--- Stored data entries ---
====================
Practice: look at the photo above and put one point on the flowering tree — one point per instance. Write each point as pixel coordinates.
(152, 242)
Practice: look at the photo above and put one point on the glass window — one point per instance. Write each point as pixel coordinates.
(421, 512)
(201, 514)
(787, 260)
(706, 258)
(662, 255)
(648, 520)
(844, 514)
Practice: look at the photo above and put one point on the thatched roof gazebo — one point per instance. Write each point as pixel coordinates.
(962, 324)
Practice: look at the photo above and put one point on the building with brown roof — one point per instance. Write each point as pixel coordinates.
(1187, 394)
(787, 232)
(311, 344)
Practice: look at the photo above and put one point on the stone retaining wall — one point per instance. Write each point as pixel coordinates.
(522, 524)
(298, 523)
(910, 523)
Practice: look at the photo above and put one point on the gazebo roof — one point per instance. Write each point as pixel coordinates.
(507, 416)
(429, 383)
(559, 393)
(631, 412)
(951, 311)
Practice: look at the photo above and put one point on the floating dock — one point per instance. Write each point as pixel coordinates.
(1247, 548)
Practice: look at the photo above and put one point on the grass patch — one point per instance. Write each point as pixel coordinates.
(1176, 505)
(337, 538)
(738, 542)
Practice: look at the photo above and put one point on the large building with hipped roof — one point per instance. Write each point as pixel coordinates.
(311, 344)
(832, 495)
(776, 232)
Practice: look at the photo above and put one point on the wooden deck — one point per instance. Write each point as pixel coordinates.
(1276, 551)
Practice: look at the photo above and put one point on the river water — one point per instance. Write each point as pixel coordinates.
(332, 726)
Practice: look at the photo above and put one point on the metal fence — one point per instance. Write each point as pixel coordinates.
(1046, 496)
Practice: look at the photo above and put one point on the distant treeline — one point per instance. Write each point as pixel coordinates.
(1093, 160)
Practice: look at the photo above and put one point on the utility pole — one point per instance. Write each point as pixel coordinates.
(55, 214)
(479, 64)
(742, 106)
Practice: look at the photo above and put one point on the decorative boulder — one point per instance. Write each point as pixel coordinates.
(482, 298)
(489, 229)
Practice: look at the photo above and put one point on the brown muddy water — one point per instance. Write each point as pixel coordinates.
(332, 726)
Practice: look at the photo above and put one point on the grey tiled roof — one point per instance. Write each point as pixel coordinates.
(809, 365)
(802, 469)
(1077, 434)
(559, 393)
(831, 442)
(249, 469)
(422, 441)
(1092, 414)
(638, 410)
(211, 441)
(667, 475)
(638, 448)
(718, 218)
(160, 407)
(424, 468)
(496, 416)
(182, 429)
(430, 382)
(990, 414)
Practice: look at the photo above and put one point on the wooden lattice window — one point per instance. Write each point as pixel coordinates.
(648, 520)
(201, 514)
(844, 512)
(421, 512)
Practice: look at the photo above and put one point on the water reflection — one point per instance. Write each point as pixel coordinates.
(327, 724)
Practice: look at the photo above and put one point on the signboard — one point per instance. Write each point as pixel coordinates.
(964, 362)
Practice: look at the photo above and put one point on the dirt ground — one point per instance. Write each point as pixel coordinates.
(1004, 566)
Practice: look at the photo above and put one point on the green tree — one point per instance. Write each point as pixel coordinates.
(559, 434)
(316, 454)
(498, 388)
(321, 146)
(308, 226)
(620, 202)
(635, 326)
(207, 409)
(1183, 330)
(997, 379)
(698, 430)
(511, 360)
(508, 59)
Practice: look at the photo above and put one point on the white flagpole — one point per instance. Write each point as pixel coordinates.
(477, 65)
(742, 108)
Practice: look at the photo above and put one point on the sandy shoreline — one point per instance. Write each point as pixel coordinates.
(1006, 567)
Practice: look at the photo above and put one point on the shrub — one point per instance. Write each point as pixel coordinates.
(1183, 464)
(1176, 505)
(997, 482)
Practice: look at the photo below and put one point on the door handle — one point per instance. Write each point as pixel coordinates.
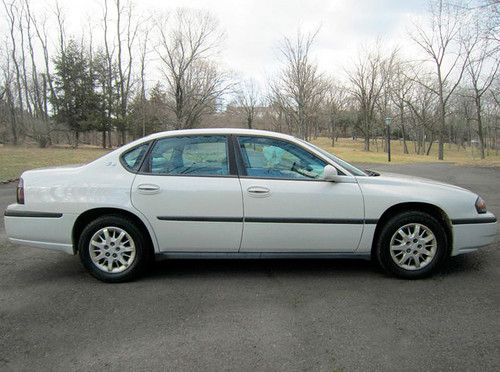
(148, 188)
(258, 191)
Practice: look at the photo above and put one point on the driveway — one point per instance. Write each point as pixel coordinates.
(331, 315)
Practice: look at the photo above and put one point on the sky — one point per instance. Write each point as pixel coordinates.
(254, 28)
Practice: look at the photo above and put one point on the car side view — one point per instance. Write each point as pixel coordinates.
(238, 193)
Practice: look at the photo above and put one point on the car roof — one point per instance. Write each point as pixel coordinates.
(225, 131)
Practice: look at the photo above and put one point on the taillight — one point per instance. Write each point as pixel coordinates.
(480, 205)
(20, 191)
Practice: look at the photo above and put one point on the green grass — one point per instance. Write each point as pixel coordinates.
(352, 151)
(15, 160)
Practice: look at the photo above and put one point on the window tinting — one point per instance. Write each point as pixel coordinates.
(190, 155)
(133, 158)
(271, 158)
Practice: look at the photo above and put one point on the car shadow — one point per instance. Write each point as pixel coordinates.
(69, 268)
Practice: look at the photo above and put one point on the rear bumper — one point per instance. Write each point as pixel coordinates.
(40, 229)
(468, 237)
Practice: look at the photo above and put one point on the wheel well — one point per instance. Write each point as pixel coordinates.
(86, 217)
(415, 206)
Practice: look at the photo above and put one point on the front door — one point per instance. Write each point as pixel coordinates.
(190, 195)
(288, 207)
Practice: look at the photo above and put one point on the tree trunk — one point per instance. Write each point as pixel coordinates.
(103, 141)
(480, 126)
====================
--- Task ---
Retype all of the data above word for word, excluding the pictures.

--- Task response ---
Practice: look at the photo above and put one point on the flowering tree — one point per instance. Write each point as pixel coordinates.
(152, 242)
Practice: look at the photo above and put one point on the glass window — one point per instance. Write each point as pixel coordinates.
(421, 512)
(201, 514)
(787, 260)
(706, 258)
(662, 255)
(648, 520)
(844, 514)
Practice: look at the photo above and put one point on the thatched roof gazebo — one point per instance. Write each point as pixel coordinates.
(962, 324)
Practice: look at the photo above and put one point on the building with brown roof — one point per instance. Write each point as pixel coordinates.
(1187, 394)
(787, 232)
(311, 344)
Practice: look at the photo above and put one point on the stone retaining wall — one point per instance. Write each point as pixel coordinates.
(522, 524)
(298, 523)
(910, 523)
Practice: look at the photo above and put one point on the gazebo roof — one point per instance. Write each point as pixel coordinates.
(507, 416)
(429, 383)
(559, 393)
(631, 412)
(951, 311)
Practice: look at the photo above and put one point on the floating dock — one point per instance. Write each point as pixel coordinates.
(1247, 548)
Practice: look at the photo above and put one point on the grass patch — one point per instance. Write each point as pixel coordinates.
(1176, 505)
(337, 538)
(738, 542)
Practice: look at the photo above and put one point on the large building with hipped roof — one point per instance. Write each point as pixel coordinates.
(311, 344)
(832, 495)
(776, 232)
Practice: look at the photo above and put one point on the wooden deck — one point per instance. Write each point as pixel coordinates.
(1276, 551)
Practice: look at the photo above and put one point on the river water — one point per instance. Write each point as pixel coordinates.
(332, 726)
Practice: look at the photo above and put one point on the metal fence — one point per instance. Write each point as pixel coordinates.
(1046, 496)
Practice: look at the photo above and put one point on the distant treeline — one point per instance. Write each point as pixel coordinates.
(1093, 160)
Practice: look at the photo above and put one point on the utility pole — one point per instance. Write each point as pixel coordinates.
(55, 214)
(479, 64)
(742, 106)
Practice: look at the photo above and put one point on the decorative boulder — one point per instance. Write each point as pixel coordinates.
(482, 298)
(489, 229)
Practice: look at the photo above and put one point on the brown muddy water — one point per instance. Write each point as pixel coordinates.
(332, 726)
Practice: look at the photo above and put one point on the grey tiled roof — one point per instance. Write each point as pixel coordinates.
(809, 365)
(802, 469)
(1077, 434)
(559, 393)
(831, 442)
(249, 469)
(422, 441)
(1092, 414)
(638, 410)
(211, 441)
(667, 475)
(638, 448)
(718, 218)
(160, 407)
(424, 468)
(496, 416)
(182, 429)
(430, 382)
(990, 414)
Practice: look at the photo above and put one point on the wooden lattice window — one point per instance. Write each point as pixel coordinates.
(648, 520)
(201, 514)
(844, 512)
(421, 512)
Practice: look at the photo above and put one point on the water reflection — one point per instance. Write each point as pixel coordinates.
(327, 724)
Practice: look at the photo above and put one point on the signboard — one point per instance. Write each point as pixel coordinates.
(964, 362)
Practice: look at the photo above and put one point on the dirt ground — one point per instance. Write each point as pixel coordinates.
(1004, 566)
Practice: look at the photo above and put one point on the green tree — one point per instance. Write each point as pixel coordinates.
(559, 434)
(316, 454)
(498, 388)
(321, 146)
(308, 226)
(620, 202)
(635, 326)
(207, 409)
(1183, 330)
(997, 379)
(698, 430)
(511, 360)
(508, 59)
Practice: look at the photo above and put one point on the white flagpole — one point per instance. Write each point as pixel coordinates.
(477, 65)
(742, 108)
Practice: look at the photo above and put one point on the sandy shoreline — one point per instance. Write each point as pixel coordinates.
(1006, 567)
Practice: look at the photo above and put one point on the shrub — one point per instance. Write each point as pixel coordinates.
(1183, 464)
(1176, 505)
(997, 482)
Practice: look at the photo below and put one point on the door handle — one point per instance. Write each point as pixel coordinates.
(148, 188)
(258, 191)
Practice: look at the photo above and put one point on the driveway — one point per instance. Write each point as pixel coordinates.
(331, 315)
Practice: look at the photo above and put one point on the sky — one point per instance. Write each point as pixel coordinates.
(254, 28)
Practice: look at the photo above and put one point on the car side view — one point per instance. Write each point as pixel coordinates.
(238, 193)
Practice: look at the photo above and put one point on the car roof — one point per instance. Write each point as pixel coordinates.
(225, 131)
Practice: look at the photo above and put one point on the taillight — one point per instance. Write each point as pixel coordinates.
(480, 205)
(20, 191)
Practice: look at the photo above and put one point on the green grass — one point per instance. Write each point as pixel coordinates.
(352, 151)
(15, 160)
Practice: look at the photo above and put one point on the window tinting — one point per instance. Write each point as pixel coordinates.
(190, 155)
(133, 158)
(271, 158)
Practice: look at the photo above and put one point on the car shadow — one point per instance. Write each point as pixel coordinates.
(69, 268)
Practice: look at the photo above and put one point on the rear bumper — one point per instance. Write each point as pixel coordinates.
(40, 229)
(468, 237)
Practice: look at the photo above and put one point on the wheel well — one point per instance. Write each point as pixel coordinates.
(86, 217)
(415, 206)
Practice: look at the photo above and put one point on the front door — one point per instance. Write each point as pixel coordinates.
(190, 195)
(288, 207)
Practice: look at the photo above and put one point on the tree trunk — one point per instance. Write each point as pixel coordinates.
(103, 141)
(480, 126)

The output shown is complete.